YOUR GOAL =
Please extend the text about Scheherazade Tillet, picking up right after its final sentence.

SOURCE TEXT =
--- START ---

Scheherazade Tillet is Black History because she has transformed art into a tool for healing, justice, and collective remembrance. Her life’s work sits at the intersection of creativity, advocacy, and care, centering Black girls and women in narratives where they have too often been erased or harmed.


Named after the legendary feminist storyteller of The Arabian Nights, Scheherazade Tillet embodies the power of story as survival. She is Trinidadian and African American, born into a lineage shaped by movement, culture, and resistance. Raised between Chicago and Trinidad, her work reflects the rhythms of diaspora, ritual, and resilience.


In 2003, Scheherazade co founded A Long Walk Home, a national nonprofit organization that uses art to empower young people and end violence against girls and women. What began as a personal act of documentation became a movement. Her first long form project captured her sister Salamishah’s decades long healing journey after surviving sexual violence in college. That work evolved into the acclaimed multimedia performance Story of a Rape Survivor, which toured hundreds of campuses and cultural spaces across the country, reaching thousands of survivors and sparking conversations about trauma, accountability, and healing.


As Executive Director of A Long Walk Home, Scheherazade launched the Girl Friends Leadership Institute, a yearlong artist activist program that prepares girls and young women in Chicago to become social justice leaders in their schools and communities. The program has been at the forefront of movements addressing gender based violence, community harm, and state violence, including public art initiatives such as the Rekia Boyd memorial project as part of the organization’s Visibility Project.

--- END ---

SOURCE MATERIAL =
--- START ---

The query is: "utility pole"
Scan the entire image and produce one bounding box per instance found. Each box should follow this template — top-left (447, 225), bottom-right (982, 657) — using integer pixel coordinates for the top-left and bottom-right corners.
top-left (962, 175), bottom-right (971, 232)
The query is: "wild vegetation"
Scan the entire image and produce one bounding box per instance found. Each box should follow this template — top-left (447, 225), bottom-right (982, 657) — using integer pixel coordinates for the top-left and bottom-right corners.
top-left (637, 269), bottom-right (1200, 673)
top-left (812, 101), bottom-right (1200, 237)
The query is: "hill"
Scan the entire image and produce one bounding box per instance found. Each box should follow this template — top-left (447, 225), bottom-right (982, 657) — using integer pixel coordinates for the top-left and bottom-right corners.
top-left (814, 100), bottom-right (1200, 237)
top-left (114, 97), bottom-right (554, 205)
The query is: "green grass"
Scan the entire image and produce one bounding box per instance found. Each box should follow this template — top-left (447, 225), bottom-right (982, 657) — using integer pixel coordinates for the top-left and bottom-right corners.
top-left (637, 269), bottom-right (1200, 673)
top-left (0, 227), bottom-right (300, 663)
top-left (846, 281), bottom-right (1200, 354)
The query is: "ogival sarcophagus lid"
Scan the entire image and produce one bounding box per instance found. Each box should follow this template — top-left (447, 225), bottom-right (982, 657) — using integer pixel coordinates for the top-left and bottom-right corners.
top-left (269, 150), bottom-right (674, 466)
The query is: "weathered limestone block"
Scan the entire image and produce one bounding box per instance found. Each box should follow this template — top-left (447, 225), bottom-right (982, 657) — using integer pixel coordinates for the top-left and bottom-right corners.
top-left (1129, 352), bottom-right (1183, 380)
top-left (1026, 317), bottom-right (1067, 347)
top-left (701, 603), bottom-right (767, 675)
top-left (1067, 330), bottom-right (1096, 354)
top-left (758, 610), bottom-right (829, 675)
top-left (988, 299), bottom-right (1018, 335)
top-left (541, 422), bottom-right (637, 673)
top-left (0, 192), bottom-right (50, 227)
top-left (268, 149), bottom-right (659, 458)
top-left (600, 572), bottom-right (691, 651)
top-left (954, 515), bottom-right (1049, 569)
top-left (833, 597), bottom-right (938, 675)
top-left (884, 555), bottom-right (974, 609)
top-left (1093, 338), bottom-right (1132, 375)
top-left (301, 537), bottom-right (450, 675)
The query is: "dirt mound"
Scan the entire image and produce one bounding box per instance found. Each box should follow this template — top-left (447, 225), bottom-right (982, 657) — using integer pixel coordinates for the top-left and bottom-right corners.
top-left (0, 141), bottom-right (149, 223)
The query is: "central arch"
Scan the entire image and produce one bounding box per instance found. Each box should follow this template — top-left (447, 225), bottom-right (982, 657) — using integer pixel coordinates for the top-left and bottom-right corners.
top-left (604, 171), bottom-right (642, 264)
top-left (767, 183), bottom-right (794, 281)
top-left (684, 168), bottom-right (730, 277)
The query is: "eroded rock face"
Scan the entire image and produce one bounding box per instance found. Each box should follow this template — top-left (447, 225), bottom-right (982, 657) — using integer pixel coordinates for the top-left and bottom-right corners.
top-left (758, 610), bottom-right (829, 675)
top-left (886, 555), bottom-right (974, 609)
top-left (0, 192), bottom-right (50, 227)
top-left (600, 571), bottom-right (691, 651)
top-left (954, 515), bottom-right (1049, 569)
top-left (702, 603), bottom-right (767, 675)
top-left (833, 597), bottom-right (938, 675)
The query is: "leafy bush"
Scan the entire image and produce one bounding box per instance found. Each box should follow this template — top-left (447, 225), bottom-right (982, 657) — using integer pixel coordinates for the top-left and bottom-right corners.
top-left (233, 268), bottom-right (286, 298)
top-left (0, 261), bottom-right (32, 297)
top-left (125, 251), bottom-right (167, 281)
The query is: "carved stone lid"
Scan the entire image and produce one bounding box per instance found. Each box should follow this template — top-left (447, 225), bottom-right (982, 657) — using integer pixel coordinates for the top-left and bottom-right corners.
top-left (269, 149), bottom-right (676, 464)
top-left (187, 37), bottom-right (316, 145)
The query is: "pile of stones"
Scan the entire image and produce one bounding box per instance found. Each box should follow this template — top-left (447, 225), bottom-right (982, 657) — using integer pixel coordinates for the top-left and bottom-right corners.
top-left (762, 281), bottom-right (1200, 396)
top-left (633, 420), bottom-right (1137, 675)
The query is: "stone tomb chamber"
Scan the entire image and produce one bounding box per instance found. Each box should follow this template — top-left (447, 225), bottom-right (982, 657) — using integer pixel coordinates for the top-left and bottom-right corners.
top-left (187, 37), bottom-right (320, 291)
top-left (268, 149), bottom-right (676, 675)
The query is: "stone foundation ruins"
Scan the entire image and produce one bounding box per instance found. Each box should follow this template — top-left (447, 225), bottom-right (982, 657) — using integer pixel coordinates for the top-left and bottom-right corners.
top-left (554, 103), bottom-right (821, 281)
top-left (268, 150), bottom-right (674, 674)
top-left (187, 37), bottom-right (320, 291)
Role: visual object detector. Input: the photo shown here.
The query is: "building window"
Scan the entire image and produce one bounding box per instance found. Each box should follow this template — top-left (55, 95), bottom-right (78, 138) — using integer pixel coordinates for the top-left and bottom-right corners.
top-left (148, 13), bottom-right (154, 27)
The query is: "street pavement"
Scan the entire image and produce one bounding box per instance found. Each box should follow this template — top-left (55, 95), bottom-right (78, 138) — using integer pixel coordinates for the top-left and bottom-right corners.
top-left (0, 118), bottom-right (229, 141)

--- END ---

RESPONSE FOR THIS EXERCISE =
Scheherazade’s artistic practice is deeply rooted in Black girlhood. As a photographer, curator, and art therapist, she creates intimate, site specific works that explore gendered vulnerability, racial invisibility, pleasure, play, and freedom. In 2016, she curated Picturing Black Girlhood at Columbia University, the first national photography exhibition to center African American women and girl photographers examining girlhood in one show. The exhibition has since expanded nationally, becoming the largest photography exhibition on Black girlhood to date.


Her work has been featured at institutions including the School of the Art Institute of Chicago, the Chicago Cultural Center, Express Newark, the Museum of Contemporary Art Chicago, and the Rebuild Foundation. Projects such as The Black Girlhood Altar, presented during the Chicago Architectural Biennial, created sacred spaces to honor Black girls and young women who have been lost to violence. Her ongoing series, including Prom Send Offs and Breonna Taylor Family’s Homes, continue to examine memory, ritual, and collective care.


Scheherazade holds a Master’s degree in Art Therapy from the School of the Art Institute of Chicago and a Bachelor’s degree from Tufts University and the School of the Museum of Fine Arts in Boston. Her work has been recognized by Gloria Steinem, the NoVo Foundation, Chicago African Americans in Philanthropy, and numerous cultural institutions. She has been featured in major publications including The New York Times, The Guardian, Forbes, Teen Vogue, Marie Claire, and the Chicago Tribune.


Scheherazade Tillet is Black History because she refuses to let pain be invisible. She turns grief into ritual, art into advocacy, and memory into movement. Through her work, Black girls are not only seen. They are honored, protected, and remembered.


Black History is not only about what we survive. It is about how we heal and who we heal with. And Scheherazade Tillet continues to lead that work with courage, care, and clarity.